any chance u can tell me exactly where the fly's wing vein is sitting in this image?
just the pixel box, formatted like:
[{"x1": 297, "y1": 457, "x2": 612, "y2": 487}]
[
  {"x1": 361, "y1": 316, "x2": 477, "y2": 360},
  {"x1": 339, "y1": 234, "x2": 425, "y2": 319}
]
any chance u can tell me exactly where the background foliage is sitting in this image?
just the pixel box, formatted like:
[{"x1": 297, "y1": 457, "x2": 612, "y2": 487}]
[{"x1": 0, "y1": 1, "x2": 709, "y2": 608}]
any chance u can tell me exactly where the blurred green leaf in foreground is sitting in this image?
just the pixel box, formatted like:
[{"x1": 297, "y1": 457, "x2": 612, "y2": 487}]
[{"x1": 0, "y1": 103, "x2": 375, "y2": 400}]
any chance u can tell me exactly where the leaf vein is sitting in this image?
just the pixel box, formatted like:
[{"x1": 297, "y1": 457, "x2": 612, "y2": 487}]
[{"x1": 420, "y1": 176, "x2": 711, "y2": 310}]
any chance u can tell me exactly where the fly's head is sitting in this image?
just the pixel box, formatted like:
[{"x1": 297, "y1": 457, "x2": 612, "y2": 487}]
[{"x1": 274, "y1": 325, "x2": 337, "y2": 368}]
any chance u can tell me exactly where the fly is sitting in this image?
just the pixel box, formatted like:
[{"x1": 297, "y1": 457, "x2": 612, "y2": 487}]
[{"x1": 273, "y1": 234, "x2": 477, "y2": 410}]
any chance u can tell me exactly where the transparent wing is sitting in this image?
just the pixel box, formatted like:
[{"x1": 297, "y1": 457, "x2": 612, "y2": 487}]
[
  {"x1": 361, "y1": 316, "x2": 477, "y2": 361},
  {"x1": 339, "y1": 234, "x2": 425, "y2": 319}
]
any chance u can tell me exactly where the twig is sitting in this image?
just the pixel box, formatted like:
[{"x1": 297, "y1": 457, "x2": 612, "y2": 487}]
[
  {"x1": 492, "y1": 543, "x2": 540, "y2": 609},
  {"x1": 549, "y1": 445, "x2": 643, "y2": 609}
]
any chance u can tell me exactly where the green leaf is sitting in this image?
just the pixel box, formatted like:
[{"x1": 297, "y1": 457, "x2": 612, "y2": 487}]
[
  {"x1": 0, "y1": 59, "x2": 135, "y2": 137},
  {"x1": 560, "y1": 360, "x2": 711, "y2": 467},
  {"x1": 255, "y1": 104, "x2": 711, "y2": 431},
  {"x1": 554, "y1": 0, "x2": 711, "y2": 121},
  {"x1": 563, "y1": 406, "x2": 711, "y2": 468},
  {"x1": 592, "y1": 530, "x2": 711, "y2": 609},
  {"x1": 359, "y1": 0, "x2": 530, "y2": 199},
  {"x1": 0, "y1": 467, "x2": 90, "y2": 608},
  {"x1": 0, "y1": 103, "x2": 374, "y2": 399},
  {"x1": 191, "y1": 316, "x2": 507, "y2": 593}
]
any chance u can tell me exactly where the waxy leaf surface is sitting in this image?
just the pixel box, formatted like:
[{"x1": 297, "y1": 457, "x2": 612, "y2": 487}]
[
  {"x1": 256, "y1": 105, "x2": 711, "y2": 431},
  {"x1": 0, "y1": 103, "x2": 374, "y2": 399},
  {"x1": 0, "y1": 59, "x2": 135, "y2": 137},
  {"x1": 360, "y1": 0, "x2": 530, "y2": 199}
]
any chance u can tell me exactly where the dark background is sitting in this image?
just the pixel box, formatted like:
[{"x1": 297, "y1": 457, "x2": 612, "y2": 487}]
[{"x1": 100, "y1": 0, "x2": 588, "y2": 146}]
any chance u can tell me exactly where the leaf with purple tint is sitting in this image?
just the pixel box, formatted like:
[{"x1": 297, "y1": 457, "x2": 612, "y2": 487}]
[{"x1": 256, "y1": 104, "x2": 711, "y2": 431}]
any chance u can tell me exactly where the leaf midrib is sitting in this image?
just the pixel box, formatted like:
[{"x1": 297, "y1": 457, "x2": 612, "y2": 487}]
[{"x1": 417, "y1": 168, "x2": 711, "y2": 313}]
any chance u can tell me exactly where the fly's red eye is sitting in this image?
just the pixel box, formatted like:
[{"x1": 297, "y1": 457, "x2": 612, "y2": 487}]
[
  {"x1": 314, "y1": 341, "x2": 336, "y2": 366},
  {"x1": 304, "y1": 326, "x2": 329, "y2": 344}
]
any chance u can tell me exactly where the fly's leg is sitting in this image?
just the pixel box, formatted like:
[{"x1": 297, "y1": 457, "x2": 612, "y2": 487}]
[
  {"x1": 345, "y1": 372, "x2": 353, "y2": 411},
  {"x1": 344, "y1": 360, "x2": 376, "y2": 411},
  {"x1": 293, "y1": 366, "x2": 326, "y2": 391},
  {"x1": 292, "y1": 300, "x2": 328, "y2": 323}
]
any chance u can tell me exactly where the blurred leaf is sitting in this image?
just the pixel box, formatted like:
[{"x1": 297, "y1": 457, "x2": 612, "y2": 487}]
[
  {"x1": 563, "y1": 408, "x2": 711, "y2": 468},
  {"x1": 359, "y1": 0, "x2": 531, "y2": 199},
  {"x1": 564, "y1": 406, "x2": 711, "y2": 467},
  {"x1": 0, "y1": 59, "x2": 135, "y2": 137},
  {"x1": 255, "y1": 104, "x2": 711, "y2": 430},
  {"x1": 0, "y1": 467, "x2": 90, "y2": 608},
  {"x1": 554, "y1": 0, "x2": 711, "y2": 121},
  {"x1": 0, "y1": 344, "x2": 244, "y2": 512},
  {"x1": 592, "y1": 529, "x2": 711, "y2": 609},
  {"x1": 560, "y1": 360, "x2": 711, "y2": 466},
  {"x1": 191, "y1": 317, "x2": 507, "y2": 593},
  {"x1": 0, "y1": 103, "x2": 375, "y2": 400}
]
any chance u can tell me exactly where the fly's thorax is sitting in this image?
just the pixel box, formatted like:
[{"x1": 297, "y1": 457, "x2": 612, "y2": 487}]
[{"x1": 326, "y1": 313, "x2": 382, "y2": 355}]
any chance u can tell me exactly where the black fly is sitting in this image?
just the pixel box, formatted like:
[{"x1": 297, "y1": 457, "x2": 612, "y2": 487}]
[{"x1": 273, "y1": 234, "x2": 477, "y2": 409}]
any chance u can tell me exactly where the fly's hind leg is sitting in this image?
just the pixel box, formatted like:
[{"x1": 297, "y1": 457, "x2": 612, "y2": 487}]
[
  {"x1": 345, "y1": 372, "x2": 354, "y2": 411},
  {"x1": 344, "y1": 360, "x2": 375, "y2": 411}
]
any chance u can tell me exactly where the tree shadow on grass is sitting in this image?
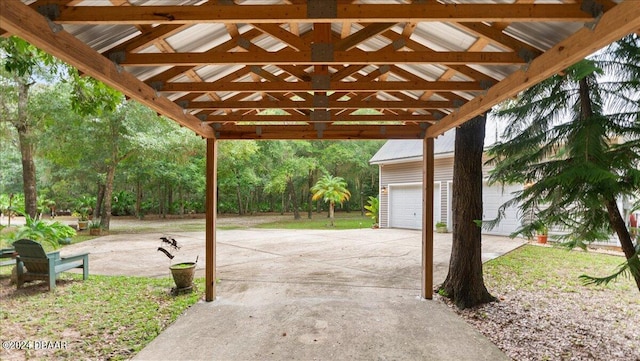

════════

→ **PROBLEM DETAILS**
What is needed is the listing above, repeated verbatim, without its images.

→ **COMPLETED EXERCISE**
any chance u can tell me exactly where the fly's wing vein is sitting in this image?
just the pixel box, formatted like:
[{"x1": 297, "y1": 457, "x2": 612, "y2": 487}]
[
  {"x1": 361, "y1": 316, "x2": 477, "y2": 360},
  {"x1": 339, "y1": 234, "x2": 425, "y2": 319}
]
any chance u can tell me exactly where the background foliage is sitting in this image?
just the pixel box, formatted like:
[{"x1": 297, "y1": 457, "x2": 612, "y2": 487}]
[{"x1": 0, "y1": 1, "x2": 709, "y2": 608}]
any chance u can tell me exactly where the blurred green leaf in foreground is sitting in this image?
just the pixel box, formatted like:
[{"x1": 297, "y1": 457, "x2": 612, "y2": 487}]
[{"x1": 0, "y1": 103, "x2": 375, "y2": 400}]
any chance u can tell me exactly where the leaf vein is sitting in this image?
just the pixel box, formatted like:
[{"x1": 297, "y1": 457, "x2": 612, "y2": 487}]
[{"x1": 420, "y1": 176, "x2": 711, "y2": 310}]
any chance u can tell me exactly where the fly's head is sitting in this image?
just the pixel box, formatted like:
[{"x1": 297, "y1": 457, "x2": 612, "y2": 487}]
[{"x1": 274, "y1": 325, "x2": 337, "y2": 368}]
any chance u can tell me exactly where the fly is sitting in this image?
just the pixel box, formatted like:
[{"x1": 297, "y1": 457, "x2": 612, "y2": 487}]
[{"x1": 273, "y1": 234, "x2": 477, "y2": 410}]
any chance u can tell me exactly where the transparent wing is sitting in this image?
just the pixel box, formatted like:
[{"x1": 297, "y1": 457, "x2": 612, "y2": 487}]
[
  {"x1": 361, "y1": 316, "x2": 477, "y2": 361},
  {"x1": 339, "y1": 234, "x2": 425, "y2": 319}
]
any chance u can tell me exactly where the twig is sitting in this image?
just the pixel box, formatted like:
[{"x1": 297, "y1": 457, "x2": 612, "y2": 487}]
[
  {"x1": 492, "y1": 543, "x2": 540, "y2": 609},
  {"x1": 549, "y1": 445, "x2": 643, "y2": 609}
]
any chance u can tell me exactly where the green leaf is sitting in this image?
just the pixel box, formatted like:
[{"x1": 297, "y1": 457, "x2": 612, "y2": 487}]
[
  {"x1": 0, "y1": 59, "x2": 135, "y2": 137},
  {"x1": 560, "y1": 360, "x2": 711, "y2": 467},
  {"x1": 255, "y1": 104, "x2": 711, "y2": 431},
  {"x1": 554, "y1": 0, "x2": 711, "y2": 121},
  {"x1": 563, "y1": 406, "x2": 711, "y2": 468},
  {"x1": 592, "y1": 530, "x2": 711, "y2": 609},
  {"x1": 359, "y1": 0, "x2": 530, "y2": 199},
  {"x1": 0, "y1": 467, "x2": 90, "y2": 608},
  {"x1": 0, "y1": 103, "x2": 374, "y2": 399},
  {"x1": 191, "y1": 316, "x2": 507, "y2": 593}
]
any chance u can tell me exactly where the waxy leaf surface is sitting in this image?
just the pixel box, formatted like:
[{"x1": 297, "y1": 457, "x2": 612, "y2": 487}]
[
  {"x1": 256, "y1": 105, "x2": 711, "y2": 431},
  {"x1": 0, "y1": 103, "x2": 374, "y2": 399},
  {"x1": 0, "y1": 59, "x2": 135, "y2": 137},
  {"x1": 360, "y1": 0, "x2": 530, "y2": 199}
]
any chance u can tell me exactly where the dark background is sitting in this image?
just the pixel box, formatted like:
[{"x1": 297, "y1": 457, "x2": 612, "y2": 487}]
[{"x1": 100, "y1": 0, "x2": 588, "y2": 146}]
any chance u can tell me exactly where the leaf with purple tint is sitting in this image?
just the pixel box, formatted like:
[{"x1": 297, "y1": 457, "x2": 612, "y2": 487}]
[{"x1": 256, "y1": 104, "x2": 711, "y2": 431}]
any chance u can tell me exactly where the leaf midrib is sitting in this image?
just the pixel box, formatted like:
[{"x1": 297, "y1": 457, "x2": 612, "y2": 487}]
[{"x1": 417, "y1": 168, "x2": 711, "y2": 313}]
any chance u can tell me exactly where the fly's red eye is sitting in this image?
just the pixel box, formatted like:
[{"x1": 297, "y1": 457, "x2": 612, "y2": 487}]
[
  {"x1": 314, "y1": 341, "x2": 336, "y2": 366},
  {"x1": 304, "y1": 326, "x2": 329, "y2": 344}
]
any chance u can tell me exactly where the fly's leg is sitting in this image?
just the pixel box, formatted like:
[{"x1": 297, "y1": 457, "x2": 612, "y2": 487}]
[
  {"x1": 345, "y1": 372, "x2": 353, "y2": 411},
  {"x1": 344, "y1": 360, "x2": 376, "y2": 411},
  {"x1": 293, "y1": 366, "x2": 326, "y2": 391},
  {"x1": 292, "y1": 300, "x2": 328, "y2": 323}
]
any chance u can tell me exactly where the blurred leaf is sitting in this image?
just the pixel box, formatted like:
[{"x1": 297, "y1": 457, "x2": 612, "y2": 487}]
[
  {"x1": 563, "y1": 408, "x2": 711, "y2": 468},
  {"x1": 359, "y1": 0, "x2": 531, "y2": 199},
  {"x1": 564, "y1": 406, "x2": 711, "y2": 467},
  {"x1": 0, "y1": 59, "x2": 135, "y2": 137},
  {"x1": 255, "y1": 104, "x2": 711, "y2": 430},
  {"x1": 0, "y1": 467, "x2": 90, "y2": 608},
  {"x1": 554, "y1": 0, "x2": 711, "y2": 121},
  {"x1": 0, "y1": 344, "x2": 244, "y2": 512},
  {"x1": 592, "y1": 529, "x2": 711, "y2": 609},
  {"x1": 560, "y1": 360, "x2": 711, "y2": 466},
  {"x1": 191, "y1": 317, "x2": 507, "y2": 593},
  {"x1": 0, "y1": 103, "x2": 375, "y2": 400}
]
any chance u can tell me exactly where the fly's thorax is sitting in this image?
just the pixel box, formatted like:
[{"x1": 297, "y1": 457, "x2": 612, "y2": 487}]
[{"x1": 326, "y1": 313, "x2": 382, "y2": 355}]
any chance u can tell me exactly where the black fly is sitting in this image?
just the pixel box, formatted like:
[{"x1": 297, "y1": 457, "x2": 612, "y2": 487}]
[{"x1": 273, "y1": 234, "x2": 477, "y2": 409}]
any chance u can tell me exactly where the fly's hind leg is sitting in this image?
just the pixel box, formatted like:
[{"x1": 297, "y1": 457, "x2": 612, "y2": 487}]
[
  {"x1": 345, "y1": 372, "x2": 354, "y2": 411},
  {"x1": 344, "y1": 360, "x2": 375, "y2": 411}
]
any chance u can tell me exactly where the tree shadow on grass is sitting in this image?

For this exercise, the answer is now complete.